**Given exercise 1:**
Decide whether each statement below agrees with the passage on grid faults, answering yes or no for each and quoting the words of the passage that settle it.
(a) The 2013 fault occurred on a 500 kV transmission line.
(b) The JinSu DC bipolar blockage caused a power loss of about 5.238 million kW.
(c) The system frequency reached its minimum about 12 s after the 2015 fault.

**Source passage:**
====

For instance, on 6 November 2013, a single-phase ground fault occurred on a 500 kV transmission line in the East China Power Grid. The line tripped due to unsuccessful reclosing, resulting in two commutation failures in the FuFeng DC system. The active power at the inverter side of the FuFeng DC dropped from 5.238 million kW to 800,000 kW, while the absorbed reactive power increased from 2640 Mvar to 5340 Mvar. On 19 September 2015, a bipolar blockage accident occurred in the JinSu DC, resulting in a power loss of approximately 4.9 million kW. Before the fault, the system frequency was 49.97 Hz. However, due to insufficient primary frequency modulation capacity to meet the actual demand, the system frequency dropped to a minimum of 49.56 Hz approximately 12 s after the fault, creating a significant power deficit [7].

====

**Exercise material:**
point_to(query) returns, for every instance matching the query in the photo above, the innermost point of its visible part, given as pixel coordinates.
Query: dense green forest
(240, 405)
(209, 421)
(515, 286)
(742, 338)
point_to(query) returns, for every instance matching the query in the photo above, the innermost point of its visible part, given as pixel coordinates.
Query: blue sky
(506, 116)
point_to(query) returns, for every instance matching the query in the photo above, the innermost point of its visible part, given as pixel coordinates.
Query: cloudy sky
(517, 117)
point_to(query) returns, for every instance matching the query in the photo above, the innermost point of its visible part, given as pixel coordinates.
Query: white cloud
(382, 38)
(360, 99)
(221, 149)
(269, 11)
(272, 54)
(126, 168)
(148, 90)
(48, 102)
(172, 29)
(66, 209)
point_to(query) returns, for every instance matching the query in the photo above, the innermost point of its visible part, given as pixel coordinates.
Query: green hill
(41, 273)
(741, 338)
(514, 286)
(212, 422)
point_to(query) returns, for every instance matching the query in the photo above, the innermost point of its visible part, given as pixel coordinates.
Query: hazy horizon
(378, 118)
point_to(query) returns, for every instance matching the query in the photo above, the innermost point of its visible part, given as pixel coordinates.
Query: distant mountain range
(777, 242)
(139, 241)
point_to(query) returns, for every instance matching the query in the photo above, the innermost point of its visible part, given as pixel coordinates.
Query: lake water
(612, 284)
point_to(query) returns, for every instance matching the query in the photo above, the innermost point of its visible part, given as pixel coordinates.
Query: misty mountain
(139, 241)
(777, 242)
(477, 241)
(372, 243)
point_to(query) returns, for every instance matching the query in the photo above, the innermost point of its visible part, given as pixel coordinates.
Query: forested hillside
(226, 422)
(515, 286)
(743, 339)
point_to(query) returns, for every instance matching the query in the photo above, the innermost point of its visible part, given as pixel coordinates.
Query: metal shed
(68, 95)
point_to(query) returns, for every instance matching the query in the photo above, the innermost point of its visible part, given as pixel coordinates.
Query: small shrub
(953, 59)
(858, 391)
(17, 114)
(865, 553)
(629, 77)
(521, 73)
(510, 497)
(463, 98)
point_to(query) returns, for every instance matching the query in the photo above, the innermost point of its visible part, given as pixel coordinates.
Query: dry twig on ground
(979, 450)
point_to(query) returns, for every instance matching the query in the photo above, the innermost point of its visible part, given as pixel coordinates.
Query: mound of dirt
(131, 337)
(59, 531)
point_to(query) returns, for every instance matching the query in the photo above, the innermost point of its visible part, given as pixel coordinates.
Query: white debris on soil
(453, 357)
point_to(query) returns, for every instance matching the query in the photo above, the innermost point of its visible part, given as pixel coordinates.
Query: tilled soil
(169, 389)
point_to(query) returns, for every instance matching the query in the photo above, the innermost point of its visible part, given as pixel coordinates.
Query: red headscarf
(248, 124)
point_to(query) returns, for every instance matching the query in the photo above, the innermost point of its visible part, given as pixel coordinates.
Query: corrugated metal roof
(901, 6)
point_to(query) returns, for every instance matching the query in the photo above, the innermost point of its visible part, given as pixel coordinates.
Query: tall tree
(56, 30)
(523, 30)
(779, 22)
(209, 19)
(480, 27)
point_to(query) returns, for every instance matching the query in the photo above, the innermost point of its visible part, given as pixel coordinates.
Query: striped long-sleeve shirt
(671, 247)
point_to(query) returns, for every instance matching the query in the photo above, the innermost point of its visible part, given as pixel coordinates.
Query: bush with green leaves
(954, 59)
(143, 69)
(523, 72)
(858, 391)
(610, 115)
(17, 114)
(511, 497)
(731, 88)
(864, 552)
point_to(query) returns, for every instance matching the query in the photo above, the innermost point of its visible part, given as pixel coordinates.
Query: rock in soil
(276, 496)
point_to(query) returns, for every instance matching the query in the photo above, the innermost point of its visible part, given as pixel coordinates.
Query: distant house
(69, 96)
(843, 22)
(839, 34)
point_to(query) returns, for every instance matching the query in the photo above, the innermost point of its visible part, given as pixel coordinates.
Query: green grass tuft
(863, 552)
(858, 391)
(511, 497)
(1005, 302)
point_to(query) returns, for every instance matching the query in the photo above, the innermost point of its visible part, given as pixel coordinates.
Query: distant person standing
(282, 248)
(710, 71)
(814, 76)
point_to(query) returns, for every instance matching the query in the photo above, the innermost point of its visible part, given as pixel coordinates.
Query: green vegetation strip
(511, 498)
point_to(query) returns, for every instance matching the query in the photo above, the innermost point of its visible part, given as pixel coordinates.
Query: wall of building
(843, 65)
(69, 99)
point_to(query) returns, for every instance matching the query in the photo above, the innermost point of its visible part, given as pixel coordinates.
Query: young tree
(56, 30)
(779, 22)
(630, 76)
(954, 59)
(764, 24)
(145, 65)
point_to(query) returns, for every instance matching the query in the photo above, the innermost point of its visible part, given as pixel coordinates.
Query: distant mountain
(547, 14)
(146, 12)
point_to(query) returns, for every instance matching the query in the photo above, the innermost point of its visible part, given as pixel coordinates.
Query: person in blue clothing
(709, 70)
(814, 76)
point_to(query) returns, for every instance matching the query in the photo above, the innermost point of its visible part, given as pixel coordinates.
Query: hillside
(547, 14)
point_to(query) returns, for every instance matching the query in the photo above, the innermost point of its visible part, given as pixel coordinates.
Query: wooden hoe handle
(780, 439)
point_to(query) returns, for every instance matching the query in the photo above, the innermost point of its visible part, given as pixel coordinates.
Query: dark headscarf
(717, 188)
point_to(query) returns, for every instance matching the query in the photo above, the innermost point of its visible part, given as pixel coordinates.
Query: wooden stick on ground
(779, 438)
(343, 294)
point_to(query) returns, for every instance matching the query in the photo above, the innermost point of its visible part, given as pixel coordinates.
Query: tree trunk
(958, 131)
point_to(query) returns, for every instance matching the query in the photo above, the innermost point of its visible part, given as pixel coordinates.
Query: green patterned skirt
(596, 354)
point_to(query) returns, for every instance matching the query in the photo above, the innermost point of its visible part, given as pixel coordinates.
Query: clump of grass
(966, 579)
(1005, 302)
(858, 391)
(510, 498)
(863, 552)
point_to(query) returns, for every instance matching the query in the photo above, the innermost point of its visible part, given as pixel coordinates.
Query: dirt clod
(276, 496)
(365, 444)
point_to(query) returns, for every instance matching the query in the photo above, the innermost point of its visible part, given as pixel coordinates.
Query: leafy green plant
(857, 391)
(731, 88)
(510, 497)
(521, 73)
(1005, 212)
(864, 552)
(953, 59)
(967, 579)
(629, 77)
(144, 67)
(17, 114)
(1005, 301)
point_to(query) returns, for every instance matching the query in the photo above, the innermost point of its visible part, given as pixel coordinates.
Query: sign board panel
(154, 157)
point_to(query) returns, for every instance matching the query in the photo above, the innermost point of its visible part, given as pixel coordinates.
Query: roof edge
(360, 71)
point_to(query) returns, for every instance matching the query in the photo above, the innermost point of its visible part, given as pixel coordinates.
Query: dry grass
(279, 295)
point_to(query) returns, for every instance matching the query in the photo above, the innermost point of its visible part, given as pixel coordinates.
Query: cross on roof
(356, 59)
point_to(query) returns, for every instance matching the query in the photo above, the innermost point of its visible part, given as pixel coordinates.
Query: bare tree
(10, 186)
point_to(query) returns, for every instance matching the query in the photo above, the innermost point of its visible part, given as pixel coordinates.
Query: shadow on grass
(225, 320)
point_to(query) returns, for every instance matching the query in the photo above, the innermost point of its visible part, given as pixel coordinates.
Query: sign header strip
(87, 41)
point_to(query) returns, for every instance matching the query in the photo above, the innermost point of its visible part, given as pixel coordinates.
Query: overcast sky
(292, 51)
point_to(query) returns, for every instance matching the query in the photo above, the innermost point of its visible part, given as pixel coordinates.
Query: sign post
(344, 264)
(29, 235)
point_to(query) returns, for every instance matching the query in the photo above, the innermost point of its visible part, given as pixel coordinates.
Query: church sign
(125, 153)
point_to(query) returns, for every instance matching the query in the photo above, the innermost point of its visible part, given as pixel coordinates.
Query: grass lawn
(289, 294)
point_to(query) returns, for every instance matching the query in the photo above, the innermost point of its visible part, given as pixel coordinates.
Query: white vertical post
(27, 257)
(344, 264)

====

**Given exercise 2:**
Report how many lines of the records contain the string "distant", with case counting. Give the number alone.

**Worked solution 1:**
(a) Yes: "a single-phase ground fault occurred on a 500 kV transmission line in the East China Power Grid"
(b) No: "resulting in a power loss of approximately 4.9 million kW"
(c) Yes: "the system frequency dropped to a minimum of 49.56 Hz approximately 12 s after the fault"

**Worked solution 2:**
4